_What the task asks_:
Which lines in the listing below contain the word "door"? Locate and copy each of them, with case counting toward a match.

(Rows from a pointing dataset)
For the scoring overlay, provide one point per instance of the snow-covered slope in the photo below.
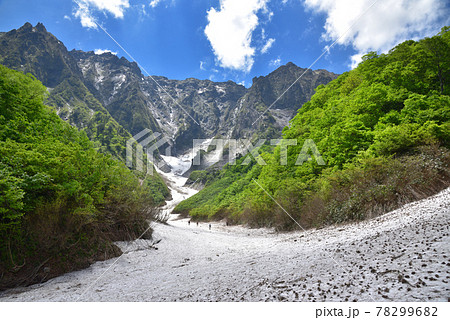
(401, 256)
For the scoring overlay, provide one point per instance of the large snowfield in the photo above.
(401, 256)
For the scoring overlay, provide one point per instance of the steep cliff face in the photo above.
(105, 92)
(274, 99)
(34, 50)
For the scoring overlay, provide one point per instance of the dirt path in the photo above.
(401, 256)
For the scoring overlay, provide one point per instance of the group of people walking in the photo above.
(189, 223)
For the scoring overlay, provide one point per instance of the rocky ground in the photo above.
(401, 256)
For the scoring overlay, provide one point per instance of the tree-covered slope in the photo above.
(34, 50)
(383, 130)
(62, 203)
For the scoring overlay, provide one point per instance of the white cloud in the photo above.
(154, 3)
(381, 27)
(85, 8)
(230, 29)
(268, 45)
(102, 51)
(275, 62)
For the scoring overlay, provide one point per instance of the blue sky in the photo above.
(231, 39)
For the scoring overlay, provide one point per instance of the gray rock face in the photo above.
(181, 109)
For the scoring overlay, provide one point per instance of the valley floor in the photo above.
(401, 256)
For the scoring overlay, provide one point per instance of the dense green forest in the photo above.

* * *

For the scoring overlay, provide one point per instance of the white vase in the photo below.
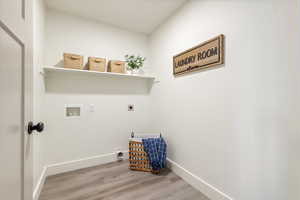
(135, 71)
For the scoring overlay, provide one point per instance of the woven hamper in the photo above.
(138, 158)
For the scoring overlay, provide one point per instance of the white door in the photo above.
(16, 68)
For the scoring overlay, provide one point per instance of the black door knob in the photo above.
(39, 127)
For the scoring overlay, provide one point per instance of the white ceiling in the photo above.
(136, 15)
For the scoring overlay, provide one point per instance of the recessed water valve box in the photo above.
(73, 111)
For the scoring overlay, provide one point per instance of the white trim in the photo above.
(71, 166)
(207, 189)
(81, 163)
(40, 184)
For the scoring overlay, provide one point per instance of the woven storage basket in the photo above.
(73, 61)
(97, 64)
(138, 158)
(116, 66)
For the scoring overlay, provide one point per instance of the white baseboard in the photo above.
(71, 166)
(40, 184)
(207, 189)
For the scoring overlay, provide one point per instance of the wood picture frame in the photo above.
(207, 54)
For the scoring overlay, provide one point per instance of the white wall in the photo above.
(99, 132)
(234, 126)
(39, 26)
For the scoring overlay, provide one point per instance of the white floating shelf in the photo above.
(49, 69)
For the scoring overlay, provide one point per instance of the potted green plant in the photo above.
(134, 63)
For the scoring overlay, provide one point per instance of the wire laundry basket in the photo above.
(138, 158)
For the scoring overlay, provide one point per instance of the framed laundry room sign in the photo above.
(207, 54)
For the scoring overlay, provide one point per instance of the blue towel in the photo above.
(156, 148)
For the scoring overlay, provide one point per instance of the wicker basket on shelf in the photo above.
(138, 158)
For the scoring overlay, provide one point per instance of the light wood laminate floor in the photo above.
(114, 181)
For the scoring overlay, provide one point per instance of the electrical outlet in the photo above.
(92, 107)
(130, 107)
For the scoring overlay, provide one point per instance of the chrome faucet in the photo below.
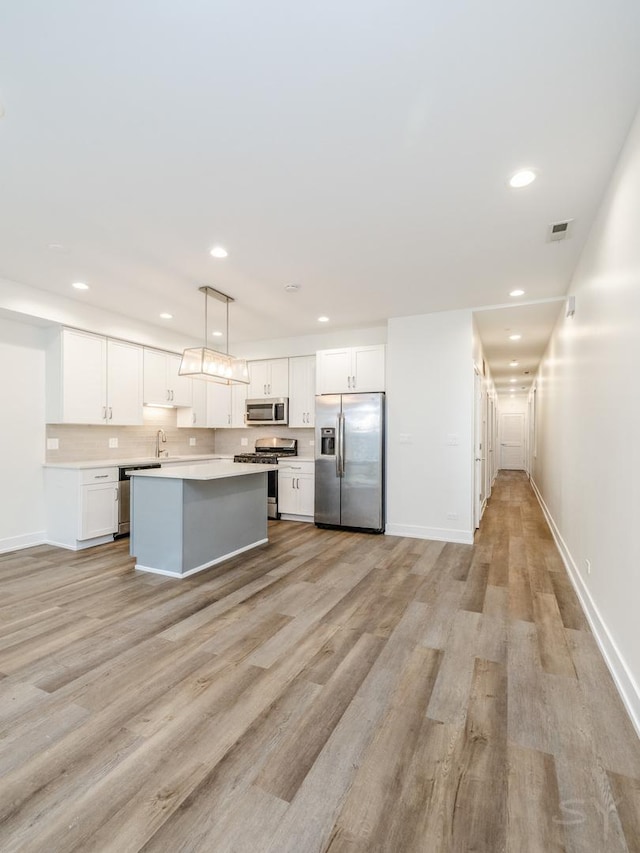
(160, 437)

_The result_:
For the scoring overlay, provide one point per instance of the white door in the photo above.
For the scoring overlay, provide one point per instance of the black door knob in the photo above.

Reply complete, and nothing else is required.